• _Short task_
Copy out each line of the entries below that contains the word "plate".

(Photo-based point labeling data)
(begin)

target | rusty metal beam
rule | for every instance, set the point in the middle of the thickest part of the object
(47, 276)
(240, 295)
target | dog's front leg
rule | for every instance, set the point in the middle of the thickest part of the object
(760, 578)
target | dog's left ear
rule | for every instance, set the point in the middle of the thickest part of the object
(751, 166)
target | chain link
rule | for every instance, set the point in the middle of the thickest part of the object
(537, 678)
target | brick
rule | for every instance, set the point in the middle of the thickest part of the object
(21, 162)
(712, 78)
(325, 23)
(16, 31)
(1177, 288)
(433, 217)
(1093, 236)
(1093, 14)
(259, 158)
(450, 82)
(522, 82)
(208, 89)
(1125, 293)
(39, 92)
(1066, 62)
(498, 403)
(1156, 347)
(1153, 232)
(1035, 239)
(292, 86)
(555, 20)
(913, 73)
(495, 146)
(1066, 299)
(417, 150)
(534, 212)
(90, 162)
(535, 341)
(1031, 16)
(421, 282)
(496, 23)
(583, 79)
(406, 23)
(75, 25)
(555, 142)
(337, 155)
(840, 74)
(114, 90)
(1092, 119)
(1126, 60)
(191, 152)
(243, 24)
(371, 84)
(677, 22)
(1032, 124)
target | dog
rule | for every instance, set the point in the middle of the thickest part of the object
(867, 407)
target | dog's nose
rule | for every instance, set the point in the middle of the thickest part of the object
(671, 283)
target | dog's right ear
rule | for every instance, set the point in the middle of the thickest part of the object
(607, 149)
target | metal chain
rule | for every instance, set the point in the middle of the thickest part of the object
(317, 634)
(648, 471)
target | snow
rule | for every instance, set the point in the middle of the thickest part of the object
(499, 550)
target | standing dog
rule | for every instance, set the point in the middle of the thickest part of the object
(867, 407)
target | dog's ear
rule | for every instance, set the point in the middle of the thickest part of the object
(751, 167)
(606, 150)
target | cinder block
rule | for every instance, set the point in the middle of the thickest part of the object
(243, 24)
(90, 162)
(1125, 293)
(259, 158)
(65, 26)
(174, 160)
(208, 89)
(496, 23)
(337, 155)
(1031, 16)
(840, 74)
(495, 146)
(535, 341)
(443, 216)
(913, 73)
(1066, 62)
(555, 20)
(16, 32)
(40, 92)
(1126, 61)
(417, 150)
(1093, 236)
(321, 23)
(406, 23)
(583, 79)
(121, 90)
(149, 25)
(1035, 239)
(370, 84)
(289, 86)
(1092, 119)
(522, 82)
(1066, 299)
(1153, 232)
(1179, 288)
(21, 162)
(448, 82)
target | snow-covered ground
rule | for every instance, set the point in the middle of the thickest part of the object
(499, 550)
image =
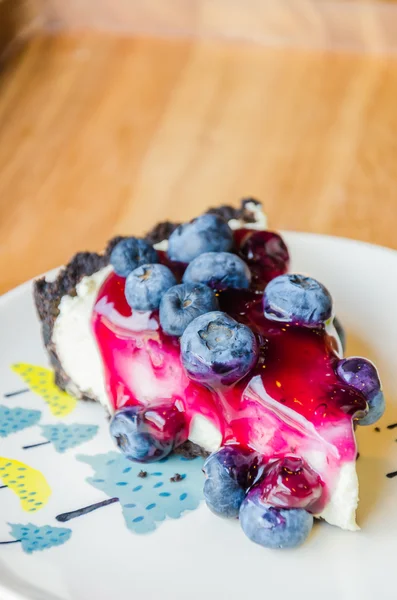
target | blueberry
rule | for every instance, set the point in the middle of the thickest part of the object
(362, 375)
(183, 303)
(130, 253)
(340, 330)
(229, 472)
(219, 270)
(217, 349)
(130, 433)
(146, 284)
(297, 299)
(273, 527)
(206, 233)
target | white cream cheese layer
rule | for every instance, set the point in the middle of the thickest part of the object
(78, 353)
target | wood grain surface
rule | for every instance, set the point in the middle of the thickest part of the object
(102, 135)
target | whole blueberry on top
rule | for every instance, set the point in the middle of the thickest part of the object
(204, 234)
(219, 270)
(226, 480)
(217, 349)
(183, 303)
(273, 527)
(130, 253)
(132, 437)
(362, 375)
(297, 299)
(146, 284)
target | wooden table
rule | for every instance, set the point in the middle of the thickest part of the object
(103, 135)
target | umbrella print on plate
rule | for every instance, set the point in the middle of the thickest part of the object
(34, 538)
(15, 419)
(165, 489)
(41, 381)
(27, 483)
(64, 437)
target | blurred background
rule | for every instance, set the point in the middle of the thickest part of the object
(115, 114)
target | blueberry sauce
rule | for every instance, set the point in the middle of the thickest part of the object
(292, 408)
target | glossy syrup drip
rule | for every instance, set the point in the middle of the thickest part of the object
(291, 405)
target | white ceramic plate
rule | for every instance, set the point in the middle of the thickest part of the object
(106, 554)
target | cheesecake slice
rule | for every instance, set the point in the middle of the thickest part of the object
(288, 417)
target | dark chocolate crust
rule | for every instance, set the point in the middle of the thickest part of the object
(47, 295)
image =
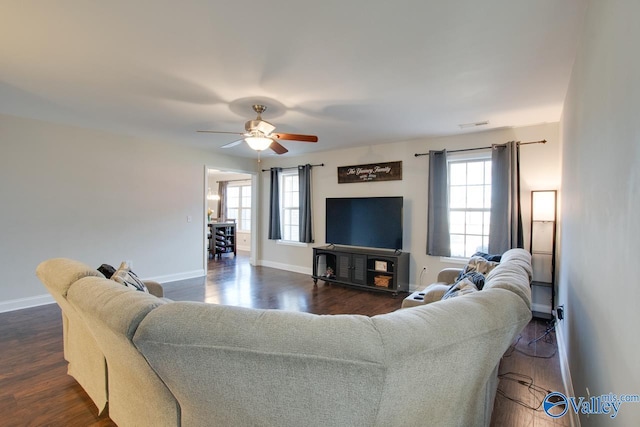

(end)

• _The output_
target | umbrella print on plate
target | white ceramic plate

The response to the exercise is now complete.